> [TASK INPUTS]
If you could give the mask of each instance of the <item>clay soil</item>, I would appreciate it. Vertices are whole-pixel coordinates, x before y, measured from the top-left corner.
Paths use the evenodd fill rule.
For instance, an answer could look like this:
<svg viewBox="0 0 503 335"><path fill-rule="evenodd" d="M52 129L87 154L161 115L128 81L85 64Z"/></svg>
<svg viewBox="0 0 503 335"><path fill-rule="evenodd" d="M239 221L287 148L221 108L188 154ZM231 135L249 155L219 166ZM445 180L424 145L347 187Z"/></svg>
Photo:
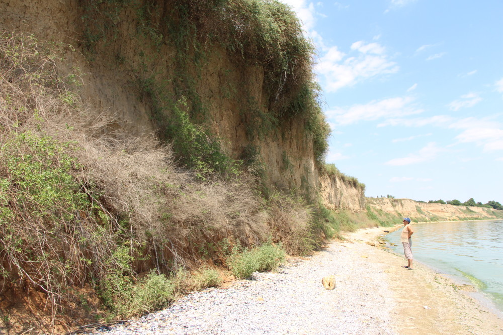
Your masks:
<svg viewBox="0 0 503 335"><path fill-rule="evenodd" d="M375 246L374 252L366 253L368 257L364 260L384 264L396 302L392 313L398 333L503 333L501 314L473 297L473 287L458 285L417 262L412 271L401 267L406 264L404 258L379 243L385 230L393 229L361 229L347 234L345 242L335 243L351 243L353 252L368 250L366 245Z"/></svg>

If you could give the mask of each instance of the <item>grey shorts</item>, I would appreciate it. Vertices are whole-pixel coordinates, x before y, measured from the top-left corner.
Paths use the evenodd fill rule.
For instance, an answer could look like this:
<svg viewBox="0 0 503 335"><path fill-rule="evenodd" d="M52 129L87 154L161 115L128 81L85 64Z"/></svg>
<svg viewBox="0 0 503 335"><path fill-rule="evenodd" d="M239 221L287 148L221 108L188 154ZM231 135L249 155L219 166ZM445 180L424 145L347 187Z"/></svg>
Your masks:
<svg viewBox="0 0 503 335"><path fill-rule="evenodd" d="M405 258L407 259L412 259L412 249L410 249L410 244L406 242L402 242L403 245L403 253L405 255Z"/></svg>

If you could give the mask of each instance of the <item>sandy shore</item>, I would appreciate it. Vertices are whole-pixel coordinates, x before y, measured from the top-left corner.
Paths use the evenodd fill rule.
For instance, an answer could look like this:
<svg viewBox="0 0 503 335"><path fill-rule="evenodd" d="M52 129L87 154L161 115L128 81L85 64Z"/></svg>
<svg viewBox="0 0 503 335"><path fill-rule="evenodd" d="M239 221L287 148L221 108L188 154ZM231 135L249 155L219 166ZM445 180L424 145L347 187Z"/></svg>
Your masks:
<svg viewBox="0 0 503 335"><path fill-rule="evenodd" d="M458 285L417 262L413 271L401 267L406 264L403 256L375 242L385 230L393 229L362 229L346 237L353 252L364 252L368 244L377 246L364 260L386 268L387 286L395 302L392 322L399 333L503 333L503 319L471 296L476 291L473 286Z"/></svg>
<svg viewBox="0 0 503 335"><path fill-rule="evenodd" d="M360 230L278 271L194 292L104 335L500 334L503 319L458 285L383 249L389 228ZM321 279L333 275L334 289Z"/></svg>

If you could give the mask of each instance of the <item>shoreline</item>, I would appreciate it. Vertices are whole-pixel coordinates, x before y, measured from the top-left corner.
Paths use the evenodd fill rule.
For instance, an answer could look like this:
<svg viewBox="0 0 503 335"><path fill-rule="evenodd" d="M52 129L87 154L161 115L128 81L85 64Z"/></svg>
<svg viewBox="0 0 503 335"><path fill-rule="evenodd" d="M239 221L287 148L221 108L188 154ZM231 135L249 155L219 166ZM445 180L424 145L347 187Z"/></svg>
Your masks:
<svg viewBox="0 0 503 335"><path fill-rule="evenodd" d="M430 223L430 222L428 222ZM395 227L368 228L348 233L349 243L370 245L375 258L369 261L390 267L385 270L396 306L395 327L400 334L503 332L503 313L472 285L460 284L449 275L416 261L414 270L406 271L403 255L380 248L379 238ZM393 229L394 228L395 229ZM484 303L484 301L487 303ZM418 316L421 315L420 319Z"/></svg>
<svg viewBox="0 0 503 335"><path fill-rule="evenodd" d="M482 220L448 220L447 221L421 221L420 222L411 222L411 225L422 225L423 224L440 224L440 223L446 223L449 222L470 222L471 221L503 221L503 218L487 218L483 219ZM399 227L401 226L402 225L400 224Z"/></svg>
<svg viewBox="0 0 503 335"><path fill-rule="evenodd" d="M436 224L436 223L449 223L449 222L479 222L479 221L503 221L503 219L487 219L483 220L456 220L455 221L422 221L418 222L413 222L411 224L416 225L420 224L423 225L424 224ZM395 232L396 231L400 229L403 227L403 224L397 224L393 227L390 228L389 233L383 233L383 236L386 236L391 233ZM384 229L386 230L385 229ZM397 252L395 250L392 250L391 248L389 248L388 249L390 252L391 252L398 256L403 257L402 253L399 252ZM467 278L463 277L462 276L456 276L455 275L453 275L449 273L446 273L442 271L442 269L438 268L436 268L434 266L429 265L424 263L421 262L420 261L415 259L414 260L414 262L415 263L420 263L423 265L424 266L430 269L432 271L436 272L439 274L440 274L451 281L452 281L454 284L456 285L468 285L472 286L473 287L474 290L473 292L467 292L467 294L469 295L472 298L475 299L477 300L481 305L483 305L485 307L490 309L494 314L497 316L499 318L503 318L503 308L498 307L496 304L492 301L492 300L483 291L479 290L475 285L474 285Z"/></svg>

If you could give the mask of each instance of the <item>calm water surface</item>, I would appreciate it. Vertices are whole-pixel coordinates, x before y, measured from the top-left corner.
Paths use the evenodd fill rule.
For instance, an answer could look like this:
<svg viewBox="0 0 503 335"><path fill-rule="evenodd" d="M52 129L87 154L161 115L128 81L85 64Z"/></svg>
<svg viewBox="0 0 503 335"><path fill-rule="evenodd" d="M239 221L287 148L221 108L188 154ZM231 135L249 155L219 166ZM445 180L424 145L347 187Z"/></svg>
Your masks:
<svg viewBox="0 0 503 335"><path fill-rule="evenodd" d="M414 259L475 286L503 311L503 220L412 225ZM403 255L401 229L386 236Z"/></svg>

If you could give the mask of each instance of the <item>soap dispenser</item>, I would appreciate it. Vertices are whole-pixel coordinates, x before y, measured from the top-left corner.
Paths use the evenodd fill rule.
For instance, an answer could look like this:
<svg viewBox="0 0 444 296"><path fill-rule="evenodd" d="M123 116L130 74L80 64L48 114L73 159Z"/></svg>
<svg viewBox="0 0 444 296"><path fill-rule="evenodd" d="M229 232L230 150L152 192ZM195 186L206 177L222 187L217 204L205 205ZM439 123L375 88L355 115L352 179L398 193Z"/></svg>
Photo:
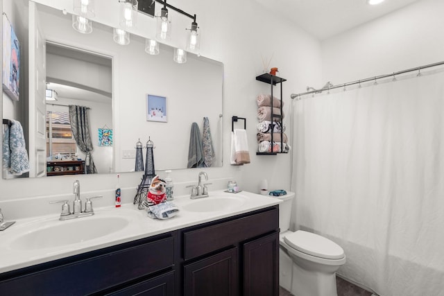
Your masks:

> [EXERCISE] Please retype all of the entries above word for word, leaving out the pictures.

> [SOLUTION FOR THIS PROBLEM]
If you could give the mask of each instance of the <item>clay soil</item>, I would appreciate it. Vertices are whole-pixel coordinates, x before y, measured from the top-left corner.
Paths use the evenodd fill rule.
For instance, an answer could look like this:
<svg viewBox="0 0 503 335"><path fill-rule="evenodd" d="M52 129L87 154L161 115L128 81L85 64Z"/></svg>
<svg viewBox="0 0 503 335"><path fill-rule="evenodd" d="M239 221L287 148L221 108L188 154ZM231 135L249 155L219 166ZM445 180L424 145L347 187Z"/></svg>
Photo:
Your masks:
<svg viewBox="0 0 503 335"><path fill-rule="evenodd" d="M375 246L374 252L366 253L368 257L364 260L384 264L396 302L392 313L398 333L503 333L501 314L473 297L473 287L458 285L417 262L412 271L401 267L406 264L404 258L379 243L385 230L393 229L361 229L347 234L345 242L335 243L351 243L353 252L368 250L366 245Z"/></svg>

If you could give the mask of each instance of the <item>grey shorts</item>, I would appreciate it. Vertices are whole-pixel coordinates, x before y, measured from the top-left corner.
Paths use the evenodd fill rule.
For instance, an answer could look like this:
<svg viewBox="0 0 503 335"><path fill-rule="evenodd" d="M52 129L87 154L161 115L128 81L85 64Z"/></svg>
<svg viewBox="0 0 503 335"><path fill-rule="evenodd" d="M239 221L287 148L221 108L188 154ZM231 135L249 155L219 166ZM445 180L424 145L347 187Z"/></svg>
Your masks:
<svg viewBox="0 0 503 335"><path fill-rule="evenodd" d="M405 258L407 259L412 259L412 249L410 249L410 244L406 242L402 242L403 245L403 253L405 255Z"/></svg>

If you could give the mask of each instance of the <item>sandy shore</item>, I would appreciate it. Vertices are whole-pixel coordinates, x before y, measured from the top-left corner.
Paths use the evenodd fill rule.
For instance, an answer could look like this:
<svg viewBox="0 0 503 335"><path fill-rule="evenodd" d="M52 129L87 154L161 115L128 81L85 64Z"/></svg>
<svg viewBox="0 0 503 335"><path fill-rule="evenodd" d="M239 221L287 148L221 108L188 154ZM231 135L249 155L219 166ZM445 180L424 145L347 187Z"/></svg>
Your masks:
<svg viewBox="0 0 503 335"><path fill-rule="evenodd" d="M458 285L417 262L413 271L401 267L406 264L403 256L375 242L385 230L393 229L362 229L346 237L353 252L364 252L368 244L377 246L364 260L386 268L387 286L395 302L392 322L399 333L503 333L503 319L471 296L476 291L473 286Z"/></svg>
<svg viewBox="0 0 503 335"><path fill-rule="evenodd" d="M360 230L278 271L194 292L104 335L500 334L503 319L458 285L383 249L389 228ZM321 279L333 275L334 289Z"/></svg>

If you could give the mask of each instance of the <item>shoreline</item>, I would appreciate it. Vertices are whole-pixel coordinates, x before y, measured from the top-left corner.
Paths use the evenodd fill rule.
For instance, an answer could look like this:
<svg viewBox="0 0 503 335"><path fill-rule="evenodd" d="M52 129L87 154L161 115L128 81L85 64Z"/></svg>
<svg viewBox="0 0 503 335"><path fill-rule="evenodd" d="M239 221L287 148L221 108L188 154ZM231 135L249 155L219 166ZM445 180L424 145L347 187Z"/></svg>
Your masks:
<svg viewBox="0 0 503 335"><path fill-rule="evenodd" d="M430 223L430 222L428 222ZM395 227L368 228L348 233L349 243L370 245L375 258L369 261L390 267L385 270L396 306L395 327L400 334L503 332L503 313L472 285L460 284L449 275L416 261L414 270L406 271L403 255L380 248L379 238ZM393 229L394 228L395 229ZM484 303L484 301L487 303ZM418 316L421 315L420 319Z"/></svg>
<svg viewBox="0 0 503 335"><path fill-rule="evenodd" d="M482 220L448 220L447 221L421 221L420 222L411 222L411 225L422 225L423 224L440 224L440 223L446 223L449 222L470 222L471 221L503 221L503 218L487 218L483 219ZM399 227L401 226L402 225L400 224Z"/></svg>
<svg viewBox="0 0 503 335"><path fill-rule="evenodd" d="M436 224L436 223L449 223L449 222L479 222L479 221L503 221L503 219L487 219L483 220L456 220L455 221L422 221L418 222L413 222L411 224L416 225L420 224L423 225L424 224ZM395 232L396 231L400 229L403 227L403 224L397 224L393 227L390 228L389 233L383 233L383 236L386 236L391 233ZM384 229L386 230L385 229ZM397 252L395 250L392 250L391 248L389 248L388 249L390 252L391 252L398 256L403 257L402 253L399 252ZM467 278L463 277L462 276L456 276L455 275L453 275L449 273L446 273L442 271L442 269L438 268L436 268L434 266L429 265L424 263L421 262L420 261L415 259L414 260L414 262L415 263L420 263L423 265L424 266L430 269L432 271L436 272L439 274L440 274L451 281L452 281L454 284L456 285L468 285L472 286L473 287L474 290L473 292L467 292L467 294L469 295L472 298L475 299L477 300L481 305L483 305L485 307L490 309L494 314L497 316L499 318L503 318L503 308L498 307L496 304L492 301L492 300L483 291L479 290L475 285L474 285Z"/></svg>

If you could give the mask of each instance of the <item>calm water surface</item>, I would appreciate it. Vertices are whole-pixel coordinates, x before y, measured from the top-left corner.
Paths use the evenodd fill rule.
For instance, an answer could look like this:
<svg viewBox="0 0 503 335"><path fill-rule="evenodd" d="M52 129L87 154L161 115L128 81L85 64Z"/></svg>
<svg viewBox="0 0 503 335"><path fill-rule="evenodd" d="M239 221L287 148L221 108L188 154ZM231 135L249 155L219 166ZM445 180L424 145L347 187Z"/></svg>
Your masks:
<svg viewBox="0 0 503 335"><path fill-rule="evenodd" d="M414 259L475 286L503 311L503 220L412 225ZM403 255L401 229L386 236Z"/></svg>

If you could give the mask of each instance of the <item>soap dispenser</item>, I would appreciate it. Vertices are whole-pixel coordinates, x before y, measured from the top-left corner.
Paths use the evenodd fill rule.
For instance, an answer could look like this:
<svg viewBox="0 0 444 296"><path fill-rule="evenodd" d="M123 116L130 74L80 64L48 114L73 159Z"/></svg>
<svg viewBox="0 0 444 296"><path fill-rule="evenodd" d="M229 232L230 150L152 192ZM195 186L206 177L222 187L217 204L205 205ZM439 123L375 88L355 115L352 179L398 193Z"/></svg>
Photo:
Your masks:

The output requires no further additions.